**SET EXERCISE A**
Pick out every line of the listing that contains the string "grass" and copy those lines.

--- start of DOCUMENT PASSAGE ---

At a one-sided public hearing Wednesday, 18 residents -- students, teachers, a farmer, retirees, businessmen -- urged local waste officials not to scale back or eliminate household recycling in much of South Hampton Roads, as they have proposed doing early next year.
``For the last generation and a half, we've told our students and our children that they should recycle, that it's the right thing to do,'' said Don August, a Chesapeake resident. ``We shouldn't change that now.''
Added Martha Terry, a Norfolk senior citizen, ``It can't all be about money. It's about saving our little part of the world here in the corner of Virginia, which is a pretty nice little part of the world, if you ask me.''
The board of directors of the Southeastern Public Service Authority seemed moved by the outpouring Wednesday, as well as by the flurry of criticism that followed its recommendation last month to cut back curbside recycling in seven cities and counties because of high costs and dwindling participation.
After the hearing, board members from Norfolk, Chesapeake, Suffolk, Portsmouth, Franklin, Isle of Wight County and Southampton County talked about resurrecting a curbside collection program -- if they can find a way to contain expenses.
And SPSA's executive director, John Hadfield, suggested afterward that recycling is by no means dead.
``The system we will come out with in the next three or four months will be a stronger system that we think will be more popular with our communities,'' he said.
Hadfield had wanted to make a final decision next month about the future of recycling. It now appears the existing program will continue for at least the next several months, as officials attempt to cobble something else together.
Virginia Beach, which broke away from the SPSA to start its own, automated recycling program in 1997, will not be affected by any changes.
Many other regions across America also are going through recycling crises. Tough economic times and lean budgets are forcing localities to consider downsizing or eliminating these expensive feel-good programs, which have grown stale with age.
Created in the environmentally conscious 1970s, recycling today is being pared down in New York City, while Dallas and Denver, among other metropolitan areas, are eyeing smaller programs with lesser reach.
In Hampton Roads, however, cities such as Virginia Beach, Newport News and Hampton are going in the opposite direction -- investing in bigger systems that capture more goods and are more convenient to residents, but cost more.

--- end of DOCUMENT PASSAGE ---

**SET EXERCISE B**
In the article on recycling in South Hampton Roads, in what year did Virginia Beach break away from the SPSA to start its own automated recycling program?

--- start of MATERIAL ---

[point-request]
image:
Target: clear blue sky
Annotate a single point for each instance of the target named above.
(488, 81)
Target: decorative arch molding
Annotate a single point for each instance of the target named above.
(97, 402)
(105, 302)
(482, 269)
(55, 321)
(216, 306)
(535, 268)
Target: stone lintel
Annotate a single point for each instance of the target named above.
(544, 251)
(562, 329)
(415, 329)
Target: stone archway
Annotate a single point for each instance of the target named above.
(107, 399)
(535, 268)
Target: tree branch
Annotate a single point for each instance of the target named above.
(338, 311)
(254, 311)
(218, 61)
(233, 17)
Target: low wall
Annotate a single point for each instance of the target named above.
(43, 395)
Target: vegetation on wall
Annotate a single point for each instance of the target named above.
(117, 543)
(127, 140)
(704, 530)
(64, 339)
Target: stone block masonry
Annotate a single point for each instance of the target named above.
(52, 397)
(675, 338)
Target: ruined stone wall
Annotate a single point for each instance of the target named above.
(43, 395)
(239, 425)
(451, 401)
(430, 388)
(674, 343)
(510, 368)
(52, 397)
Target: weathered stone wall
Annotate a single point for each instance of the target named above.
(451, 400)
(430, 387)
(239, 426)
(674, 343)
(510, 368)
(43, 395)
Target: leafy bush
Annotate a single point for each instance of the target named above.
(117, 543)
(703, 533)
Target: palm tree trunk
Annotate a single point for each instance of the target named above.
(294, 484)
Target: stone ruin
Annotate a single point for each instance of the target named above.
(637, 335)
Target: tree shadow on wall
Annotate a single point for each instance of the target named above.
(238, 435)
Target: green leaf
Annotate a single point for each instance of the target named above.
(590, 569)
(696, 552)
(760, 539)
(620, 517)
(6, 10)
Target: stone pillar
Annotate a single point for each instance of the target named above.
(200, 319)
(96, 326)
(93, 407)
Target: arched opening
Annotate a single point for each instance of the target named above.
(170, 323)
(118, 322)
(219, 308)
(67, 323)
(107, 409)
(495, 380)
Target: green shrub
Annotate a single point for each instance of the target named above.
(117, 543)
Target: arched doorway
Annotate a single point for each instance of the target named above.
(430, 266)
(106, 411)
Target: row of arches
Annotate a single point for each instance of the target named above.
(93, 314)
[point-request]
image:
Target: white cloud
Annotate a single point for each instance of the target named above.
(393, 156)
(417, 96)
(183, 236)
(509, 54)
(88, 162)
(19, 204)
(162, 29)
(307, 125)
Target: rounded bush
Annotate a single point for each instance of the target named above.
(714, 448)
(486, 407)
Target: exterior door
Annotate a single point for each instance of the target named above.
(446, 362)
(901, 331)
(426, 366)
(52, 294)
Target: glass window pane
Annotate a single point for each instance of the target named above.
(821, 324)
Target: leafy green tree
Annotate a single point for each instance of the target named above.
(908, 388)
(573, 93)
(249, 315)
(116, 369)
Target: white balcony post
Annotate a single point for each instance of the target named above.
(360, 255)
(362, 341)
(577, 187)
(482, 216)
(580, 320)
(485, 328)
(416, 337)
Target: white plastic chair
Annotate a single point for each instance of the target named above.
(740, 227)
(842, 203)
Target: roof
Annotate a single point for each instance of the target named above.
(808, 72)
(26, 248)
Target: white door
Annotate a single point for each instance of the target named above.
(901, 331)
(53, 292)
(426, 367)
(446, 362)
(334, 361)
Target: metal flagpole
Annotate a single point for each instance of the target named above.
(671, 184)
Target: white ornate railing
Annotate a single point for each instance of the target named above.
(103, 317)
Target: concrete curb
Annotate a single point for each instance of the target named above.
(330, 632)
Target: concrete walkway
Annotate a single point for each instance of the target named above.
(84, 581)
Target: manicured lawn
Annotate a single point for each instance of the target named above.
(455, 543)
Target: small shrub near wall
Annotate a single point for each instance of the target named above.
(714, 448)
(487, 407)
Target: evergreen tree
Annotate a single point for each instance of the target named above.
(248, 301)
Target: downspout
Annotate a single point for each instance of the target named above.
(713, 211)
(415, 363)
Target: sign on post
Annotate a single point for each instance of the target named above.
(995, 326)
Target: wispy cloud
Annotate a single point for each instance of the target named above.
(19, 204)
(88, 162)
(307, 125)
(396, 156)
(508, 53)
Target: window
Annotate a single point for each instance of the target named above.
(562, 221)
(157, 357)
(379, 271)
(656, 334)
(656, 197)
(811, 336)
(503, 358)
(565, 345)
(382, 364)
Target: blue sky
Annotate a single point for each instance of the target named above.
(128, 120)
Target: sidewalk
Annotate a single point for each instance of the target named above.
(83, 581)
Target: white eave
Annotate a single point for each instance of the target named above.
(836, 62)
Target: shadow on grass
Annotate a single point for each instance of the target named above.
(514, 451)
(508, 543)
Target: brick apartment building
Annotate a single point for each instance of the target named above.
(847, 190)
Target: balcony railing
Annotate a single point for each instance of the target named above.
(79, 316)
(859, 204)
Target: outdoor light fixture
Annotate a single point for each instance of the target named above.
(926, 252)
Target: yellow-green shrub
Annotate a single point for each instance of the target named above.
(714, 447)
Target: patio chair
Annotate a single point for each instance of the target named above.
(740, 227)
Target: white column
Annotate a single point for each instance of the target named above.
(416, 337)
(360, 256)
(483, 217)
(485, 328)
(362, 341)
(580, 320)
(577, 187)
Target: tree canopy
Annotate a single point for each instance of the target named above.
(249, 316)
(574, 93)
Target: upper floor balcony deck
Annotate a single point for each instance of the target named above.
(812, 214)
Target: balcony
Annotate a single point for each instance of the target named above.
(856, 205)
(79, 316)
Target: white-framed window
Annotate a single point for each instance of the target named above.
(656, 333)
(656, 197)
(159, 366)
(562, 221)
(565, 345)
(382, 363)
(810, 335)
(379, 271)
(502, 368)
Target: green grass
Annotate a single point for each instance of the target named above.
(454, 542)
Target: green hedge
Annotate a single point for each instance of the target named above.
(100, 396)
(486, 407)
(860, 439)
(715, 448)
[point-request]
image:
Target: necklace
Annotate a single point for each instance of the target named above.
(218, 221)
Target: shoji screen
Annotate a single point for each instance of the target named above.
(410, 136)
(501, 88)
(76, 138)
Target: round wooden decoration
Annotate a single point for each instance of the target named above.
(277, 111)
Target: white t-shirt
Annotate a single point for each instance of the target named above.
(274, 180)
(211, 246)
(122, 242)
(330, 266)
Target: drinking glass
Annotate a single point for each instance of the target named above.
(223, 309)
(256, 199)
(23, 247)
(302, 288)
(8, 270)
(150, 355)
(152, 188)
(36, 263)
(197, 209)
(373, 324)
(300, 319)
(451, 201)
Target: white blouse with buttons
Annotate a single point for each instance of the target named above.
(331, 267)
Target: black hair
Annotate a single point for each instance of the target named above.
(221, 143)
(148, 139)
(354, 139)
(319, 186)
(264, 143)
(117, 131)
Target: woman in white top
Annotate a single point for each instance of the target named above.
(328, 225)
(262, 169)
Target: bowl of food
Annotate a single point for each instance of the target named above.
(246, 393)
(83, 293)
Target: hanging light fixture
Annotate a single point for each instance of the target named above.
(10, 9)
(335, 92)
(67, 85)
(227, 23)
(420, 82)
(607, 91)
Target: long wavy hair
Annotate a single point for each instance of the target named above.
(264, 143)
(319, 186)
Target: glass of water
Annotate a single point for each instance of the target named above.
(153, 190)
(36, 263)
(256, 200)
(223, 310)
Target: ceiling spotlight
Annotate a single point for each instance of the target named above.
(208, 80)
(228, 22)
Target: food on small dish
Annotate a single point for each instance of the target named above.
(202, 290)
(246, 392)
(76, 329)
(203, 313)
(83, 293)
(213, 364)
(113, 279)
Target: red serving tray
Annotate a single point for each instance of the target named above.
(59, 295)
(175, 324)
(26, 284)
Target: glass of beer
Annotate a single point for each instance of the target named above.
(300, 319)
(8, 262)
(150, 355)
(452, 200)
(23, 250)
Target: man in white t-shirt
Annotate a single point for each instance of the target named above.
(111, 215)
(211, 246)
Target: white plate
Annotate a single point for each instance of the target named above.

--- end of MATERIAL ---

**RIGHT ANSWER A**
Target: shadow on grass
Target: green grass

**RIGHT ANSWER B**
1997